TASK TO COMPLETE: Reproduce verbatim the stretch of the material below from the line containing "Would you be able to point to the black leather" through the line containing "column 327, row 297".

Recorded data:
******
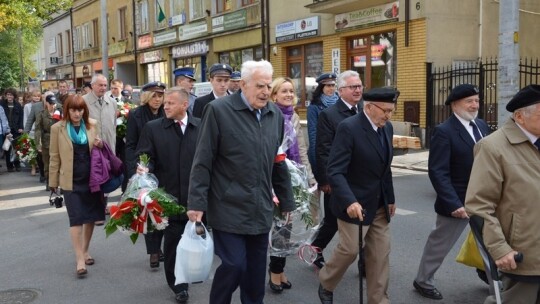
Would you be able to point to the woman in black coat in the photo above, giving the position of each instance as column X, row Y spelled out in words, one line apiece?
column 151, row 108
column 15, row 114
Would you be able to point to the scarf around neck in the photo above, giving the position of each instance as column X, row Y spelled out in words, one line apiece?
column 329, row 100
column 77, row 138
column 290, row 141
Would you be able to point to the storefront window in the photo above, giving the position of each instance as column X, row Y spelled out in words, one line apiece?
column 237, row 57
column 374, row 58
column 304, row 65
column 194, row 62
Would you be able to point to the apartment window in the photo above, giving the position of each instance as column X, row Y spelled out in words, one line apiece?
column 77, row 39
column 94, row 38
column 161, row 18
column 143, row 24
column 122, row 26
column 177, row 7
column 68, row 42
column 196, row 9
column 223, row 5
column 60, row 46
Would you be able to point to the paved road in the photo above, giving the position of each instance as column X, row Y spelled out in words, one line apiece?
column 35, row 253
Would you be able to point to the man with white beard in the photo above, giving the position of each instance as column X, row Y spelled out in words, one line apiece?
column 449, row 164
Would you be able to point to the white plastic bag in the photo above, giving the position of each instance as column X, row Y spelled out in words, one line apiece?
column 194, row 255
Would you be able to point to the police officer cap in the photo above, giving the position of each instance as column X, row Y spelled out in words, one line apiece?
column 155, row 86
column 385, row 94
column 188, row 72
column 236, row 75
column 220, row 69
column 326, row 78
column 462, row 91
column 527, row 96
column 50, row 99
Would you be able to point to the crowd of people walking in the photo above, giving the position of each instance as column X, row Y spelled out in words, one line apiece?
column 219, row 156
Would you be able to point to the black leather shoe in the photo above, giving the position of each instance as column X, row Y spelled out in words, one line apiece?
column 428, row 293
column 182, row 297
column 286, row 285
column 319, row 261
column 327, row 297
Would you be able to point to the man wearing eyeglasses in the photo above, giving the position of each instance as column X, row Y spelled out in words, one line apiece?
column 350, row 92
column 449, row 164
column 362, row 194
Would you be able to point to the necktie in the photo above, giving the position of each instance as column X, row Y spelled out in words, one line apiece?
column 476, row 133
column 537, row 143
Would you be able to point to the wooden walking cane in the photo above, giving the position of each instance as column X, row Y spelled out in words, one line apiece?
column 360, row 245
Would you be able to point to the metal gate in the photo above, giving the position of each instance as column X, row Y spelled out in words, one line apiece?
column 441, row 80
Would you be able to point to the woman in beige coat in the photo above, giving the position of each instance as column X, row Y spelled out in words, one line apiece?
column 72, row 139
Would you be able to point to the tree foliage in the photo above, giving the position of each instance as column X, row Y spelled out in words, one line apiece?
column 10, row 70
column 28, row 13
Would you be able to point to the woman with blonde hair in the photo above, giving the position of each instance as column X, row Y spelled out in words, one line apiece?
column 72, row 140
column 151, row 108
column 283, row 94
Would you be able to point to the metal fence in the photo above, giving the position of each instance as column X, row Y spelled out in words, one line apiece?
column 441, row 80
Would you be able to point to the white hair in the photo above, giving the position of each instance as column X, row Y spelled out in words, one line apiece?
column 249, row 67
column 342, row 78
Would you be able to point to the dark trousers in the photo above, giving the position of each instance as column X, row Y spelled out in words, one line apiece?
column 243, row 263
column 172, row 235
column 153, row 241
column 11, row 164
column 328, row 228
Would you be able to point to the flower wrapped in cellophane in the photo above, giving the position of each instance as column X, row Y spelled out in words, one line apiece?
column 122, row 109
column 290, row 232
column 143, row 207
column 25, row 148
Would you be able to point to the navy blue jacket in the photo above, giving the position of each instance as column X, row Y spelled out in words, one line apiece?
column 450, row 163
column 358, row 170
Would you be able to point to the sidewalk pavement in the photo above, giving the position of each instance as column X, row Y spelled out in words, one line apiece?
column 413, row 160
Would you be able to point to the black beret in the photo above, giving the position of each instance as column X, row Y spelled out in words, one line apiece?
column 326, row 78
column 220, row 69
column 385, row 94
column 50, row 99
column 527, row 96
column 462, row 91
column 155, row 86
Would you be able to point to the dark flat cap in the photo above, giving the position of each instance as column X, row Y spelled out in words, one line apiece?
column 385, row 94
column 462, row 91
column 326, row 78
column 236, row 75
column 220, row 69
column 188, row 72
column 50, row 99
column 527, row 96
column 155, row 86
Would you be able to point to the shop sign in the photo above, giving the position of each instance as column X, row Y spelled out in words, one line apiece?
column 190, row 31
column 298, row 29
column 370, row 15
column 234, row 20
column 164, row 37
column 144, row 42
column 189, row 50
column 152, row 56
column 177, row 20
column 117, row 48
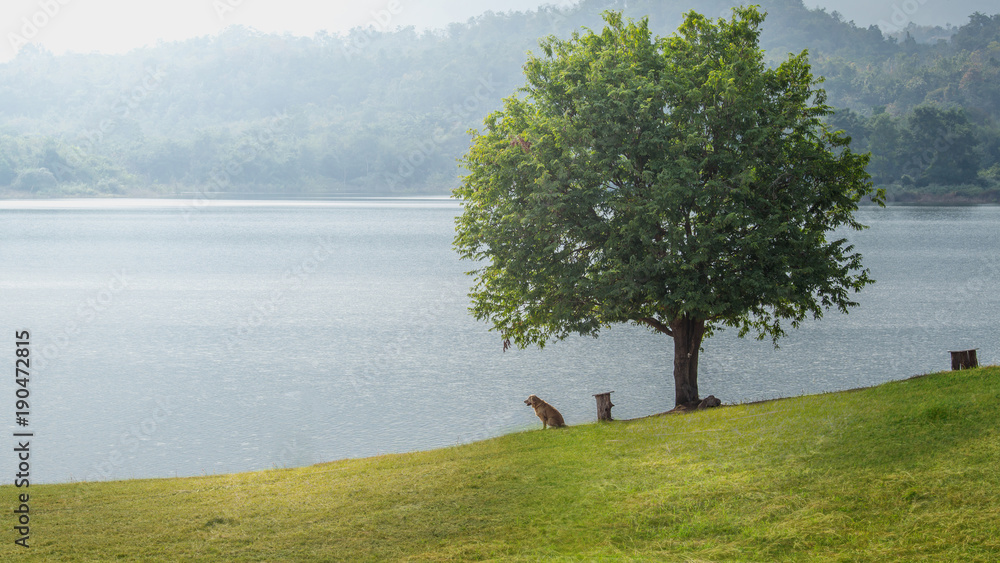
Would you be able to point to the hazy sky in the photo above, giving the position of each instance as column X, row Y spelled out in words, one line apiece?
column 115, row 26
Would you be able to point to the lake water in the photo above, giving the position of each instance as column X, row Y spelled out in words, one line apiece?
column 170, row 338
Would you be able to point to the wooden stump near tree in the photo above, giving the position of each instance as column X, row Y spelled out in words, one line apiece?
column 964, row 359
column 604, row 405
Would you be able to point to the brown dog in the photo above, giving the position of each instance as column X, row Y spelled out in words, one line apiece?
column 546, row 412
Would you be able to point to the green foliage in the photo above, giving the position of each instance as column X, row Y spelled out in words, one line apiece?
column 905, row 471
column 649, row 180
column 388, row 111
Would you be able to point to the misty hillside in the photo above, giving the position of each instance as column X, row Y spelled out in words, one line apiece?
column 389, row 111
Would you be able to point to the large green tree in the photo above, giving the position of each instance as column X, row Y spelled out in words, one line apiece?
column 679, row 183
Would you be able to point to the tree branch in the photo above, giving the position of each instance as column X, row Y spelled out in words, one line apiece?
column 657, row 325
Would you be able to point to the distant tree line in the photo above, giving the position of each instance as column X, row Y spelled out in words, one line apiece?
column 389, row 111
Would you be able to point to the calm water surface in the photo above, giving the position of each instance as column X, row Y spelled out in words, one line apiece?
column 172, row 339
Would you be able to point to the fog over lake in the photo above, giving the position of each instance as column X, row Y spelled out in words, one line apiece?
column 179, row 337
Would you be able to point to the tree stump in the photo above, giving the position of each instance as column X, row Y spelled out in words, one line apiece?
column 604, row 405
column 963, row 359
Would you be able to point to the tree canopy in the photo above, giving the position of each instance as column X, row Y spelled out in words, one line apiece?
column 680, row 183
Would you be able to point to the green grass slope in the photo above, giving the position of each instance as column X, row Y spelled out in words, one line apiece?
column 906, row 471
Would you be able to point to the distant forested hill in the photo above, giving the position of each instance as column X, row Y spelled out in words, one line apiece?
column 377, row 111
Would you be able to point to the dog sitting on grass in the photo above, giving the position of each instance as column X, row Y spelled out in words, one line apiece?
******
WRITTEN RESPONSE:
Would you be able to point to the black leather shoe in the photo above, giving the position of each instance as column X, row Y spelled out in words, one line apiece?
column 428, row 293
column 182, row 297
column 286, row 285
column 319, row 261
column 327, row 297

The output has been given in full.